Material excerpted from a collection:
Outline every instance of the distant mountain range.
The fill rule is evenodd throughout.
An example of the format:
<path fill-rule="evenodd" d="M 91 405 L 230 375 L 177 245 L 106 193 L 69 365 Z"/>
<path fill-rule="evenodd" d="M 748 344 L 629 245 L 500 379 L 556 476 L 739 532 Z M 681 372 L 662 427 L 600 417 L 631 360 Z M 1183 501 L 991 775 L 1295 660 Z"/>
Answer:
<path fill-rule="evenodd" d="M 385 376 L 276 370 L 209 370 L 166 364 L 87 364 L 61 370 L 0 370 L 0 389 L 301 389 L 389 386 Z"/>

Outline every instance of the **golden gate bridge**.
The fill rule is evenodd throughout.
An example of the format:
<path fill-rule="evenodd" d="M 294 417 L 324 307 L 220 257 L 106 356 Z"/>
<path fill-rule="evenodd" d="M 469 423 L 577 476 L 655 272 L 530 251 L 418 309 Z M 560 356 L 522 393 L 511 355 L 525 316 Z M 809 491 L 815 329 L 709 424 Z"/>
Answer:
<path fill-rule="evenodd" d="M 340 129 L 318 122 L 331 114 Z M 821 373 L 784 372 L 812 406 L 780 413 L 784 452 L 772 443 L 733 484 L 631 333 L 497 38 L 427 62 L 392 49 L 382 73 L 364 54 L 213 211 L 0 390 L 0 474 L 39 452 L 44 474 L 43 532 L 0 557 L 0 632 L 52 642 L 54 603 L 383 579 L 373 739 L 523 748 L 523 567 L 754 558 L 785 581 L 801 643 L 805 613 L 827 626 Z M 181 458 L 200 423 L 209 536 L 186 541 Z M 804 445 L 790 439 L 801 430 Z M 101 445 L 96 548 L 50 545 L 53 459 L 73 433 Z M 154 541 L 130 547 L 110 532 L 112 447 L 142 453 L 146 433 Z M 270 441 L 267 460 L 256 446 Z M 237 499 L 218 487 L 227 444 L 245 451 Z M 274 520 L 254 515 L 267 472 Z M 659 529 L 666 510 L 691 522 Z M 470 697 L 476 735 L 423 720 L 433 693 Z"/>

__Given instruction__.
Express all of the material above as a JSON list of strings, one string per line, omitting blank lines.

__Response__.
[
  "Outline every instance of the distant mountain range.",
  "The fill rule is evenodd throughout.",
  "An example of the format:",
  "<path fill-rule=\"evenodd\" d=\"M 91 405 L 230 375 L 177 245 L 106 193 L 69 365 Z\"/>",
  "<path fill-rule=\"evenodd\" d=\"M 748 344 L 629 245 L 500 379 L 556 476 L 739 532 Z M 681 372 L 662 427 L 600 417 L 631 360 Z M 1183 501 L 991 775 L 1295 660 Z\"/>",
  "Answer:",
  "<path fill-rule=\"evenodd\" d=\"M 385 376 L 276 370 L 209 370 L 166 364 L 87 364 L 61 370 L 0 370 L 0 389 L 301 389 L 389 386 Z\"/>",
  "Outline every instance of the **golden gate bridge**.",
  "The fill rule is evenodd throughout.",
  "An example of the format:",
  "<path fill-rule=\"evenodd\" d=\"M 294 417 L 324 307 L 220 257 L 106 356 Z\"/>",
  "<path fill-rule=\"evenodd\" d=\"M 469 423 L 577 476 L 655 272 L 530 251 L 418 309 Z M 560 356 L 522 393 L 511 355 L 525 316 Z M 809 491 L 815 329 L 709 424 Z\"/>",
  "Answer:",
  "<path fill-rule=\"evenodd\" d=\"M 340 129 L 318 122 L 331 114 Z M 821 373 L 784 372 L 812 406 L 780 413 L 784 452 L 772 443 L 733 484 L 631 333 L 497 38 L 427 62 L 392 49 L 382 73 L 364 54 L 213 211 L 0 390 L 0 474 L 39 452 L 44 474 L 43 532 L 0 557 L 0 632 L 52 642 L 54 603 L 383 579 L 373 739 L 523 748 L 523 567 L 754 558 L 785 581 L 801 643 L 805 613 L 827 626 Z M 181 458 L 200 423 L 209 536 L 186 541 Z M 804 445 L 790 439 L 801 430 Z M 101 445 L 96 548 L 50 545 L 53 459 L 73 433 Z M 154 541 L 130 547 L 110 532 L 112 447 L 142 453 L 146 433 Z M 270 441 L 267 460 L 256 446 Z M 237 499 L 218 487 L 227 444 L 245 451 Z M 274 520 L 254 515 L 267 472 Z M 659 529 L 666 510 L 691 522 Z M 470 697 L 476 735 L 423 720 L 433 693 Z\"/>"
]